Retype the material that follows, keeping every word as it is.

——

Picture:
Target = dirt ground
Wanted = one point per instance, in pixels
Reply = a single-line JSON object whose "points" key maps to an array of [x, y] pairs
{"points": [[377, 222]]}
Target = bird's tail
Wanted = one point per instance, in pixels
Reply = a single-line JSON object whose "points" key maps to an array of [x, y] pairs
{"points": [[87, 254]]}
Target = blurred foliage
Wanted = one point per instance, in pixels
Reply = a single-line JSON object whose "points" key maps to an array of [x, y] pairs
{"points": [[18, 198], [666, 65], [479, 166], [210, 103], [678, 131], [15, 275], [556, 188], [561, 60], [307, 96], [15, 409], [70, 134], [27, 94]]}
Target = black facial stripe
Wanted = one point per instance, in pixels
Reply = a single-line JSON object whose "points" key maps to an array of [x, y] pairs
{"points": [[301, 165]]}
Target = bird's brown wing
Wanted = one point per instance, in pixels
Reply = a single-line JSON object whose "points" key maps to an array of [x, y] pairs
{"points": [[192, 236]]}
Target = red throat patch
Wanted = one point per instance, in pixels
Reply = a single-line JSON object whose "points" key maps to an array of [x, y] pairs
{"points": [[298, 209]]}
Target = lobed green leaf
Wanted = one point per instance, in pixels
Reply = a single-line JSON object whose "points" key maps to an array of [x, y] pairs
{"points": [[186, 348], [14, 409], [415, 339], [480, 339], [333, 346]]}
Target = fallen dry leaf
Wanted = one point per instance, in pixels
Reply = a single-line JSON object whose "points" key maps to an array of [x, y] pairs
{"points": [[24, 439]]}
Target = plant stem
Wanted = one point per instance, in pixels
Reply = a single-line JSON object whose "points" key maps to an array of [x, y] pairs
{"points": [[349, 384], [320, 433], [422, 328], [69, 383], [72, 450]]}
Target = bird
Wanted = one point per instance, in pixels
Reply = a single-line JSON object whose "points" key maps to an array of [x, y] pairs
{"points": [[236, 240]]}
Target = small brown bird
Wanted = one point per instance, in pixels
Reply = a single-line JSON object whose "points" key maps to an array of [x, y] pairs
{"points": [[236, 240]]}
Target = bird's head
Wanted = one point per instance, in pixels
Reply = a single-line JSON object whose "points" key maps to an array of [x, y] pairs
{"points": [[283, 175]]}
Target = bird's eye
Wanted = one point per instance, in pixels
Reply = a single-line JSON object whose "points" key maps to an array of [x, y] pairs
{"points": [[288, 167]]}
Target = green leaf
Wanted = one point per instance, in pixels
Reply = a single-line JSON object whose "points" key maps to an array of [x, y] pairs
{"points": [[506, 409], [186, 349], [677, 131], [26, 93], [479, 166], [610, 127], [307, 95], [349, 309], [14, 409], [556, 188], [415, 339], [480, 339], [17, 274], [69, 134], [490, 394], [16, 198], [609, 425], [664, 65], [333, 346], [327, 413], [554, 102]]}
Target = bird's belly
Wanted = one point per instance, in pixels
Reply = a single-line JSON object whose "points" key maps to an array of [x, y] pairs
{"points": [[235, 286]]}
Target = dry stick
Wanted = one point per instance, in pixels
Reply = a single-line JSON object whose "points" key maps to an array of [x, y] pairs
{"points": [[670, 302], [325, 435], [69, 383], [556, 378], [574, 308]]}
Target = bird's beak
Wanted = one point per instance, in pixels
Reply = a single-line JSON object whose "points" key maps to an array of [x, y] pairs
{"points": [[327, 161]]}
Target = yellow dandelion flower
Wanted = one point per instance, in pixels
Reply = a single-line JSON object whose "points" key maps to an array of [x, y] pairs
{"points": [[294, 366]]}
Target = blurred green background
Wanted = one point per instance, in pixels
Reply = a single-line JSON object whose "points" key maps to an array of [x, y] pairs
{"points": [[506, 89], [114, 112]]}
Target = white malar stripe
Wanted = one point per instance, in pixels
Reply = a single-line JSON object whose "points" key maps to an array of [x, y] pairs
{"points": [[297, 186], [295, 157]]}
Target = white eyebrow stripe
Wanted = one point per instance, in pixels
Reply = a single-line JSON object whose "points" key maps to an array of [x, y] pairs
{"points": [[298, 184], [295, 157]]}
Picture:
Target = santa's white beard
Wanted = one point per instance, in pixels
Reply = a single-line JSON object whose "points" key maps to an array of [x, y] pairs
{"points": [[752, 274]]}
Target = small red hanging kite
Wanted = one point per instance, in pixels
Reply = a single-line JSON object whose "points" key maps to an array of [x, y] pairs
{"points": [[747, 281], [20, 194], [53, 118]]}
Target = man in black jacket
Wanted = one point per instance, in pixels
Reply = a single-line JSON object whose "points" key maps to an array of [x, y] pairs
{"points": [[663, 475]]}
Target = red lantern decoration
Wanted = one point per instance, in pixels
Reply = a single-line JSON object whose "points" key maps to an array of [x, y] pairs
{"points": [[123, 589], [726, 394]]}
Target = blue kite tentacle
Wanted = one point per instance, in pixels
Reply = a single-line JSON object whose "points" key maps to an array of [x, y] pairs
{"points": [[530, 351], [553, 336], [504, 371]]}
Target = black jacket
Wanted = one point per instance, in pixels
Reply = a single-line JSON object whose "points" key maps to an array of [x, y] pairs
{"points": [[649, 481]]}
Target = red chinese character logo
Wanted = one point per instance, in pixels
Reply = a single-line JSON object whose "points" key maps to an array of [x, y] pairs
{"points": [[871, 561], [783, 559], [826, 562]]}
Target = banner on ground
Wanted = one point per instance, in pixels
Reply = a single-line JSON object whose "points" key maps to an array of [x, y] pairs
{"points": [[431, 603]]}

——

## ANSWER TO THIS TASK
Picture:
Target = dirt ground
Wanted = one point per instance, in pixels
Reply = a single-line JSON object whose "points" key maps to an array of [x, y] pairs
{"points": [[377, 222]]}
Target = bird's tail
Wanted = one point per instance, in pixels
Reply = a single-line JSON object whose "points" key maps to an array of [x, y] pairs
{"points": [[87, 254]]}
Target = blurred foliage
Wanted = one point per instance, in pixels
Reply = a single-line JSON object whose "points" key maps to an array of [x, y] pairs
{"points": [[18, 198], [666, 65], [479, 166], [210, 103], [678, 131], [15, 275], [556, 188], [561, 60], [307, 96], [15, 409], [70, 134], [27, 94]]}
Target = black facial stripe
Wanted = one point per instance, in pixels
Reply = a single-line JSON object whose "points" key maps to an array of [x, y] pairs
{"points": [[301, 165]]}
Target = bird's brown wing
Wanted = one point per instance, in pixels
Reply = a single-line JSON object whose "points" key maps to an array of [x, y] pairs
{"points": [[192, 236]]}
Target = red throat patch
Wanted = one point per instance, in pixels
Reply = a single-line JSON object whose "points" key maps to an array of [x, y] pairs
{"points": [[298, 209]]}
Target = lobed green leaf
Wanted = one point per instance, in pixels
Reply = a single-line JSON object whose "points" key maps to an array of [x, y] pairs
{"points": [[186, 348], [14, 409], [415, 339], [480, 339], [333, 346]]}
Target = fallen dry leaf
Wanted = one point per instance, in pixels
Reply = a single-line JSON object whose "points" key maps to an array of [x, y] pairs
{"points": [[24, 439]]}
Target = plant stem
Wanted = one point per instance, in pixels
Reply = a single-line JSON object whose "points" key maps to an array of [x, y] pairs
{"points": [[349, 384], [320, 433], [422, 328], [69, 383], [72, 450]]}
Target = bird
Wanted = one point per instance, in pixels
Reply = a single-line JSON object whose "points" key maps to an array of [x, y] pairs
{"points": [[236, 240]]}
Target = small brown bird
Wanted = one point per instance, in pixels
Reply = a single-line JSON object whose "points" key maps to an array of [x, y] pairs
{"points": [[236, 240]]}
Target = bird's head
Wanted = one point per instance, in pixels
Reply = a single-line JSON object whose "points" key maps to an array of [x, y] pairs
{"points": [[283, 175]]}
Target = bird's eye
Wanted = one point per instance, in pixels
Reply = a single-line JSON object whose "points" key maps to an array of [x, y] pairs
{"points": [[288, 167]]}
Target = green leaf
Wanted = one point per instance, in pixels
Reply = a single-line JSON object whose "points" key maps to an array of [x, y] pairs
{"points": [[506, 409], [186, 349], [677, 131], [26, 93], [479, 166], [610, 127], [307, 95], [349, 309], [14, 409], [556, 188], [415, 339], [480, 339], [17, 274], [69, 134], [490, 394], [16, 198], [609, 425], [664, 65], [333, 346], [327, 413], [554, 102]]}
Target = bird's belly
Wanted = one point per instance, in pixels
Reply = a single-line JSON object whose "points" key maps to an array of [x, y] pairs
{"points": [[235, 286]]}
Target = dry stick
Wanted = one point per instance, in pixels
Reply = a single-line JSON object whose "points" key maps to an array of [x, y] pairs
{"points": [[670, 302], [325, 435], [69, 383], [556, 378], [574, 308]]}
Target = bird's beak
Wanted = one point per instance, in pixels
Reply = a single-line JSON object whose "points" key maps to an array of [x, y] pairs
{"points": [[327, 161]]}
Target = yellow dandelion flower
Wanted = one point per instance, in pixels
Reply = a single-line JSON object whose "points" key maps to an array of [x, y] pairs
{"points": [[294, 366]]}
Target = blurred green background
Wanted = one point per instance, in pixels
Reply = a single-line JSON object whose "points" key maps to an array of [x, y] pairs
{"points": [[506, 89], [114, 112]]}
Target = white malar stripe
Wanted = one point per instance, in pixels
Reply = a single-line JSON object whose "points" key maps to an array of [x, y] pairs
{"points": [[297, 186], [295, 157]]}
Target = white eyebrow stripe
Wanted = one point per instance, in pixels
Reply = a single-line JSON object whose "points" key maps to an array of [x, y] pairs
{"points": [[298, 184], [295, 157]]}
Picture:
Target = santa's white beard
Wanted = one point per instance, in pixels
Reply = a single-line JSON object whose "points" key maps to an array of [x, y] pairs
{"points": [[752, 274]]}
Target = small red hanging kite
Wanted = one point per instance, in pixels
Reply = a single-line JSON object whose "points" key maps to an array of [x, y] pairs
{"points": [[747, 281], [20, 194], [53, 118]]}
Target = man in black jacket
Wanted = one point per instance, in pixels
Reply = a single-line JSON object whose "points" key maps to an array of [x, y] pairs
{"points": [[663, 475]]}
Target = red lantern decoration
Wanted = one point per instance, in pixels
Reply = a single-line JSON object whose "points" key maps to an array of [x, y] pairs
{"points": [[123, 589], [726, 394]]}
Target = blue kite tentacle
Wanted = one point per instance, in pixels
Reply = a single-line JSON object whose "points" key maps to an array of [x, y] pairs
{"points": [[530, 351], [553, 336], [504, 371]]}
Target = black jacket
Wanted = one point per instance, in pixels
Reply = a single-line JSON object whose "points" key maps to an array of [x, y] pairs
{"points": [[649, 481]]}
Target = red chinese character logo
Wanted = one point per instance, in pixels
Reply = a single-line JSON object whose "points" key maps to an array of [x, y] pairs
{"points": [[871, 561], [783, 559], [826, 562]]}
Target = banner on ground
Wanted = one point per instance, in pixels
Reply = a single-line JSON object whose "points" key maps to an array of [x, y] pairs
{"points": [[431, 603]]}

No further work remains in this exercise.